┌─ PROVIDED PASSAGE

UPDATE statement help

  • Hello,

    I'm looking for a SQL UPDATE statement to update all the historical class4 entries with the most recent class4 for a given identifier...

    Original table:

    asOfDate identifierclass4

    3/31/2015 1 Demo

    4/30/2015 1 Demo

    5/31/2015 1 New

    3/31/2015 2 Wrong

    4/30/2015 2 Wrong

    5/31/2015 2 Correct

    After UPDATE statement, would be this:

    asOfDate identifierclass4

    3/31/2015 1 New

    4/30/2015 1 New

    5/31/2015 1 New

    3/31/2015 2 Correct

    4/30/2015 2 Correct

    5/31/2015 2 Correct

  • For future posts, help make it easy for people to help you. Please see the first link under "Helpful Links" in my signature line at the end of this post.

└─
┌─ ENTRIES SHOWN

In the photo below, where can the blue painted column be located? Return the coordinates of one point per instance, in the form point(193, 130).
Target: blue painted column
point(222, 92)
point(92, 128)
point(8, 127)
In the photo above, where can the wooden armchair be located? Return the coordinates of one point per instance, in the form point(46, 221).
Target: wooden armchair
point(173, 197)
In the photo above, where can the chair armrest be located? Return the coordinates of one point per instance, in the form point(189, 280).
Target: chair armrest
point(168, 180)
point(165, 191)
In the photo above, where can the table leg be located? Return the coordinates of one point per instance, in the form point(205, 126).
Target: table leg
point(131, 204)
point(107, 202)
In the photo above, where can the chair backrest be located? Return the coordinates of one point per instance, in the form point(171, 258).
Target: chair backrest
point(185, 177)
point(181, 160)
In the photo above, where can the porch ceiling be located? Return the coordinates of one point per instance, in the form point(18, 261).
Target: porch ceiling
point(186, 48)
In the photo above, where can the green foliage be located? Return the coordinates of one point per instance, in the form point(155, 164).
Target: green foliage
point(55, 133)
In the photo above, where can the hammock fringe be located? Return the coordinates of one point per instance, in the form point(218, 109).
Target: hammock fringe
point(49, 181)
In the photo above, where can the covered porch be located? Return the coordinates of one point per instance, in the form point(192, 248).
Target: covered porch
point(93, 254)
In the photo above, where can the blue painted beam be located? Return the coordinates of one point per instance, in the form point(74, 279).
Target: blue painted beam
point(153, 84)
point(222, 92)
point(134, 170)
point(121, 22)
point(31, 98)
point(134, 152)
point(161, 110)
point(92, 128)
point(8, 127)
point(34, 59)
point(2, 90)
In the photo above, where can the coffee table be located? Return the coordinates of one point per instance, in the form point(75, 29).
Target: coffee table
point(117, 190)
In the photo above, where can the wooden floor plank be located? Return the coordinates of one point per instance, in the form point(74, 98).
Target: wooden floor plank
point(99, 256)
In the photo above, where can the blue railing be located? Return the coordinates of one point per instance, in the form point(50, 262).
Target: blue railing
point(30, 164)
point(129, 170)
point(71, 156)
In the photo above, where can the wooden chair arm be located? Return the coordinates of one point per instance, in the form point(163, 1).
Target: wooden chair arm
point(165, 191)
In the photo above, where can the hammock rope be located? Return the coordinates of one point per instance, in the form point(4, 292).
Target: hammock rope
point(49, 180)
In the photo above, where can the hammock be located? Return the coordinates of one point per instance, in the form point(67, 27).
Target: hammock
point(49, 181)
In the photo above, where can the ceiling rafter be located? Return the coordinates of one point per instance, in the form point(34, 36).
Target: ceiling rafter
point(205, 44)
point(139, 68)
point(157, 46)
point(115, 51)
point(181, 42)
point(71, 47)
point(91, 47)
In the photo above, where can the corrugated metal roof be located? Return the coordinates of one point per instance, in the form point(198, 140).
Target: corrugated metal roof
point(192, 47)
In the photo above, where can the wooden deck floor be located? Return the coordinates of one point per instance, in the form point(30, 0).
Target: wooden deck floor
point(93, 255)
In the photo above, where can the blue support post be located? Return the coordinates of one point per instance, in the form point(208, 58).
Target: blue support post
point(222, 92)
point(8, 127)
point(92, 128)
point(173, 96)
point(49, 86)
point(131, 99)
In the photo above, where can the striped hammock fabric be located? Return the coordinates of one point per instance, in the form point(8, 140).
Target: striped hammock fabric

└─

WHAT TO WORK ON: Quote the forum thread on the SQL UPDATE statement in full, word for word.

EXERCISE SOLUTION:
UPDATE statement help

  • Hello,

    I'm looking for a SQL UPDATE statement to update all the historical class4 entries with the most recent class4 for a given identifier...

    Original table:

    asOfDate identifierclass4

    3/31/2015 1 Demo

    4/30/2015 1 Demo

    5/31/2015 1 New

    3/31/2015 2 Wrong

    4/30/2015 2 Wrong

    5/31/2015 2 Correct

    After UPDATE statement, would be this:

    asOfDate identifierclass4

    3/31/2015 1 New

    4/30/2015 1 New

    5/31/2015 1 New

    3/31/2015 2 Correct

    4/30/2015 2 Correct

    5/31/2015 2 Correct

  • For future posts, help make it easy for people to help you. Please see the first link under "Helpful Links" in my signature line at the end of this post.